Only the lines from the one with "sample: <point>309,540</point>" to the end of the listing below should be set down, exactly as written and without any pictures.
Start of Block
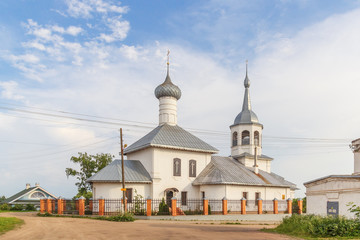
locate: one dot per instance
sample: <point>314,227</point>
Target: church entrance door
<point>169,195</point>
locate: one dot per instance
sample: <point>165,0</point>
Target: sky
<point>72,72</point>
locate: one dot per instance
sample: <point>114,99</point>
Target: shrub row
<point>317,226</point>
<point>17,207</point>
<point>127,217</point>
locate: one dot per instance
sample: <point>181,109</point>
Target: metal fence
<point>282,206</point>
<point>70,206</point>
<point>234,206</point>
<point>251,206</point>
<point>190,206</point>
<point>159,207</point>
<point>113,207</point>
<point>94,207</point>
<point>215,206</point>
<point>268,206</point>
<point>137,206</point>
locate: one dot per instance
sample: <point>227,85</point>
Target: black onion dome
<point>167,89</point>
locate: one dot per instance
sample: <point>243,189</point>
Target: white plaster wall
<point>163,171</point>
<point>213,191</point>
<point>167,111</point>
<point>239,149</point>
<point>233,192</point>
<point>113,190</point>
<point>342,191</point>
<point>146,157</point>
<point>263,164</point>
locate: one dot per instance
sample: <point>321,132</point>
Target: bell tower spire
<point>168,94</point>
<point>246,130</point>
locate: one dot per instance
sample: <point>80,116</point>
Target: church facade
<point>171,162</point>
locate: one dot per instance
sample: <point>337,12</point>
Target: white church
<point>171,162</point>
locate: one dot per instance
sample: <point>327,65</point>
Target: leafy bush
<point>163,208</point>
<point>6,224</point>
<point>17,207</point>
<point>30,207</point>
<point>4,207</point>
<point>317,226</point>
<point>127,217</point>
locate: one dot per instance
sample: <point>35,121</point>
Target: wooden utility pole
<point>122,170</point>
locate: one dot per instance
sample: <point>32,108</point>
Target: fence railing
<point>150,207</point>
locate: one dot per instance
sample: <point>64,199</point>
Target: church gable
<point>168,136</point>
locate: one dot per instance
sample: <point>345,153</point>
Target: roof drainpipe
<point>255,162</point>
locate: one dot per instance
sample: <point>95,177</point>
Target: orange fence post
<point>300,206</point>
<point>224,206</point>
<point>42,205</point>
<point>173,206</point>
<point>243,206</point>
<point>81,202</point>
<point>289,206</point>
<point>259,206</point>
<point>101,206</point>
<point>60,207</point>
<point>148,207</point>
<point>49,205</point>
<point>205,206</point>
<point>91,203</point>
<point>276,206</point>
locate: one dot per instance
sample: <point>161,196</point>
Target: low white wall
<point>113,190</point>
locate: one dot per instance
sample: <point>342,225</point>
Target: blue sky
<point>105,58</point>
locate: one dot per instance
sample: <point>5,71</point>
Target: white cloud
<point>85,8</point>
<point>72,30</point>
<point>9,89</point>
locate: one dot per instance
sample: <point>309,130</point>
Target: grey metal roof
<point>227,170</point>
<point>167,88</point>
<point>134,171</point>
<point>246,115</point>
<point>334,176</point>
<point>168,136</point>
<point>245,154</point>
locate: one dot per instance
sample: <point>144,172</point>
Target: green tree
<point>89,164</point>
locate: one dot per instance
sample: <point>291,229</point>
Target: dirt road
<point>74,228</point>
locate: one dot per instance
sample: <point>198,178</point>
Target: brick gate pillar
<point>224,206</point>
<point>148,207</point>
<point>60,206</point>
<point>300,206</point>
<point>81,206</point>
<point>205,206</point>
<point>243,206</point>
<point>259,205</point>
<point>173,206</point>
<point>49,205</point>
<point>101,206</point>
<point>289,201</point>
<point>276,206</point>
<point>42,205</point>
<point>91,204</point>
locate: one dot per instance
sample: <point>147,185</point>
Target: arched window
<point>37,195</point>
<point>245,138</point>
<point>177,167</point>
<point>235,139</point>
<point>192,168</point>
<point>256,138</point>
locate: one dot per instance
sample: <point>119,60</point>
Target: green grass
<point>317,227</point>
<point>127,217</point>
<point>9,223</point>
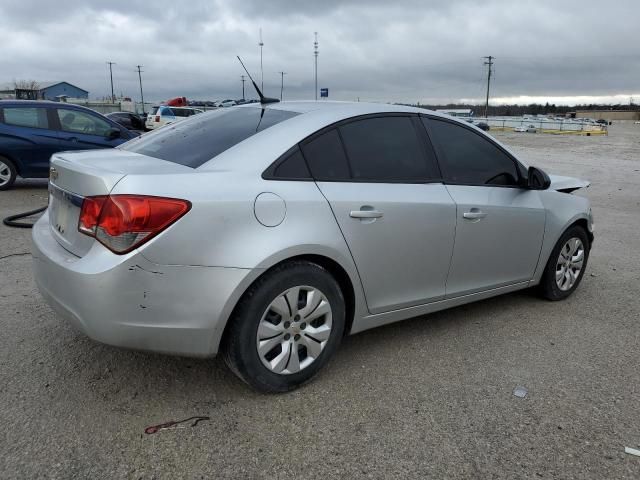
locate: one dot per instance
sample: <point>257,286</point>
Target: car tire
<point>8,173</point>
<point>276,346</point>
<point>561,275</point>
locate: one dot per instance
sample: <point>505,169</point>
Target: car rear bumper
<point>127,301</point>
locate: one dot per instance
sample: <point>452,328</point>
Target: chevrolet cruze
<point>268,232</point>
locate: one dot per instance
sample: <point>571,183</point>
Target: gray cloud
<point>375,50</point>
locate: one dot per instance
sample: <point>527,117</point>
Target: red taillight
<point>91,207</point>
<point>124,222</point>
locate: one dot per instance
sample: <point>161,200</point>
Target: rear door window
<point>467,158</point>
<point>76,121</point>
<point>194,141</point>
<point>387,149</point>
<point>326,158</point>
<point>32,117</point>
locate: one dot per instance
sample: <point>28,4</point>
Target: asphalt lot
<point>430,397</point>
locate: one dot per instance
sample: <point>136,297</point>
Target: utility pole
<point>140,79</point>
<point>315,54</point>
<point>261,69</point>
<point>113,97</point>
<point>282,74</point>
<point>489,62</point>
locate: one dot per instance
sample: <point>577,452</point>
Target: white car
<point>527,129</point>
<point>268,232</point>
<point>163,115</point>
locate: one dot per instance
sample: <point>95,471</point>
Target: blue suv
<point>31,131</point>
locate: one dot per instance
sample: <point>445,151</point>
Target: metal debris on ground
<point>173,424</point>
<point>520,392</point>
<point>632,451</point>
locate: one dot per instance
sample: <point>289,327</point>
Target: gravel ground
<point>430,397</point>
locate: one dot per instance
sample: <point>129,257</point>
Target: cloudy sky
<point>400,51</point>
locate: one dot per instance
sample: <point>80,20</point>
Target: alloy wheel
<point>569,264</point>
<point>5,173</point>
<point>294,330</point>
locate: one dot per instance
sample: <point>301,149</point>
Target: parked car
<point>164,115</point>
<point>31,131</point>
<point>129,120</point>
<point>226,103</point>
<point>268,232</point>
<point>527,129</point>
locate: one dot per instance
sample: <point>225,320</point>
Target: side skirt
<point>372,321</point>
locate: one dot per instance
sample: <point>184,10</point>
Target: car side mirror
<point>113,133</point>
<point>537,179</point>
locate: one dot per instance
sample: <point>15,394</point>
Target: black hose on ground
<point>10,221</point>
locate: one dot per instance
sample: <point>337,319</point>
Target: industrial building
<point>45,91</point>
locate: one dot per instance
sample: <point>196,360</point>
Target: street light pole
<point>282,74</point>
<point>113,97</point>
<point>315,54</point>
<point>140,79</point>
<point>261,69</point>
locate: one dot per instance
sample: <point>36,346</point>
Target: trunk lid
<point>76,175</point>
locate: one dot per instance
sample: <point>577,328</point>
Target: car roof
<point>271,143</point>
<point>43,103</point>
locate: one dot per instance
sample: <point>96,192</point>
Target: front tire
<point>286,327</point>
<point>7,173</point>
<point>566,265</point>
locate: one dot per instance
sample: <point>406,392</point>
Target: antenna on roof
<point>263,99</point>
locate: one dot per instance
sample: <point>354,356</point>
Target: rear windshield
<point>197,140</point>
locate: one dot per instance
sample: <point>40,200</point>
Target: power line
<point>282,74</point>
<point>113,97</point>
<point>140,79</point>
<point>489,63</point>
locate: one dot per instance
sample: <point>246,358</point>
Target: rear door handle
<point>474,214</point>
<point>365,214</point>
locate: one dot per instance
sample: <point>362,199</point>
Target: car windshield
<point>197,140</point>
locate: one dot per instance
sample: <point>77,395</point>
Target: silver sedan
<point>268,232</point>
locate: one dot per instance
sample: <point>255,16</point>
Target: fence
<point>546,125</point>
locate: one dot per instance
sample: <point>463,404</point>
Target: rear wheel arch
<point>333,267</point>
<point>16,164</point>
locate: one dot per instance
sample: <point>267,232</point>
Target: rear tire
<point>286,327</point>
<point>566,265</point>
<point>8,173</point>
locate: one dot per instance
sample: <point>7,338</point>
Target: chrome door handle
<point>365,214</point>
<point>474,215</point>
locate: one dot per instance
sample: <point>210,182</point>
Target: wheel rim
<point>294,330</point>
<point>569,264</point>
<point>5,173</point>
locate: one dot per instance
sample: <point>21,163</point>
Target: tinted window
<point>77,121</point>
<point>386,149</point>
<point>325,157</point>
<point>197,140</point>
<point>468,158</point>
<point>33,117</point>
<point>293,167</point>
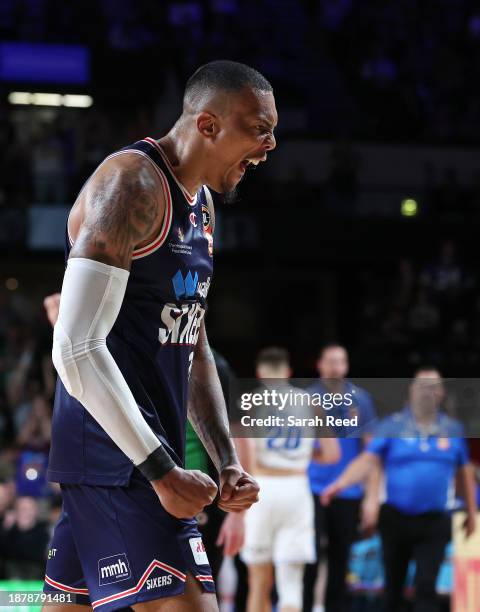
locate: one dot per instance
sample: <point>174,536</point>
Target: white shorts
<point>280,527</point>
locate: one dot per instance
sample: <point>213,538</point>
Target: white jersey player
<point>280,528</point>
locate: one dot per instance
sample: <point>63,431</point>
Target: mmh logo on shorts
<point>113,569</point>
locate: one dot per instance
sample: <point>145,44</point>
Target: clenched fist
<point>185,493</point>
<point>238,490</point>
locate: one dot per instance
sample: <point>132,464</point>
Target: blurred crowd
<point>423,313</point>
<point>29,506</point>
<point>394,69</point>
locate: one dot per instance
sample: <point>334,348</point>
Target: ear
<point>207,124</point>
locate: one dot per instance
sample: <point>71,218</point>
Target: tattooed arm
<point>121,205</point>
<point>208,415</point>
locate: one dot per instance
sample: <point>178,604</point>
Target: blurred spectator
<point>339,522</point>
<point>420,448</point>
<point>23,540</point>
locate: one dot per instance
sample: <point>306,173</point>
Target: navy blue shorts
<point>116,546</point>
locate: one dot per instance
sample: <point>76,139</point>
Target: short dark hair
<point>222,75</point>
<point>426,368</point>
<point>328,346</point>
<point>273,356</point>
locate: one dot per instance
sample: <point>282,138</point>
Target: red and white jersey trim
<point>203,578</point>
<point>192,200</point>
<point>167,220</point>
<point>168,568</point>
<point>64,587</point>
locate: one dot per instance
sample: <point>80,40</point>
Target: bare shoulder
<point>122,205</point>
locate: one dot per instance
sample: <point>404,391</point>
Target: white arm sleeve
<point>92,295</point>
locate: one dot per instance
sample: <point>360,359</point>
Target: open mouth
<point>249,163</point>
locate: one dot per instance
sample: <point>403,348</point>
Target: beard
<point>230,196</point>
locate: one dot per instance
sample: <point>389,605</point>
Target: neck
<point>184,156</point>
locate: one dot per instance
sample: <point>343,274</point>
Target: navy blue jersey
<point>153,338</point>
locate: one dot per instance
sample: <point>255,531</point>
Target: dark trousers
<point>209,523</point>
<point>339,523</point>
<point>419,537</point>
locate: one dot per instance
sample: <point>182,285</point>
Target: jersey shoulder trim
<point>167,218</point>
<point>192,200</point>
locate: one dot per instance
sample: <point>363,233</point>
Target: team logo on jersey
<point>443,443</point>
<point>113,569</point>
<point>185,287</point>
<point>198,550</point>
<point>207,228</point>
<point>159,581</point>
<point>181,323</point>
<point>206,218</point>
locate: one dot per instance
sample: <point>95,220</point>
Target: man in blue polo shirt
<point>339,522</point>
<point>420,448</point>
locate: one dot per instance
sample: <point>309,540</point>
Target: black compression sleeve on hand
<point>157,464</point>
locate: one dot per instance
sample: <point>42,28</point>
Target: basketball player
<point>280,528</point>
<point>131,349</point>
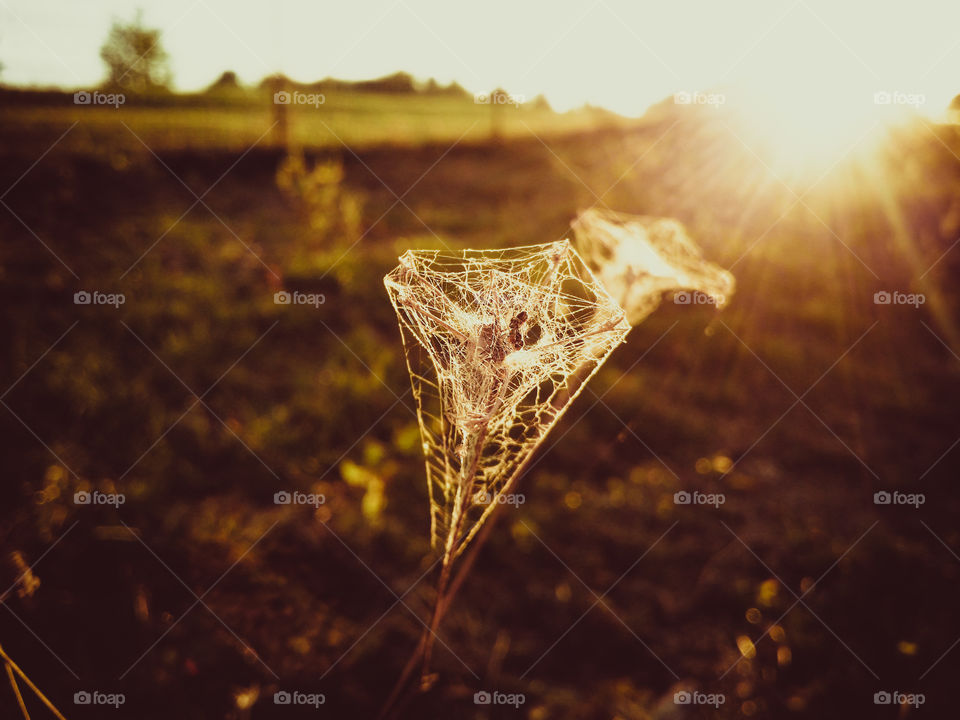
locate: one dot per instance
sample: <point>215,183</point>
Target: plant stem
End of Block
• **Task answer**:
sample: <point>309,540</point>
Target: black compression sleeve on hand
<point>157,464</point>
locate: one dot per instance
sample: <point>42,28</point>
Target: basketball player
<point>280,528</point>
<point>131,349</point>
locate: one dot per instance
sample: <point>215,183</point>
Target: plant stem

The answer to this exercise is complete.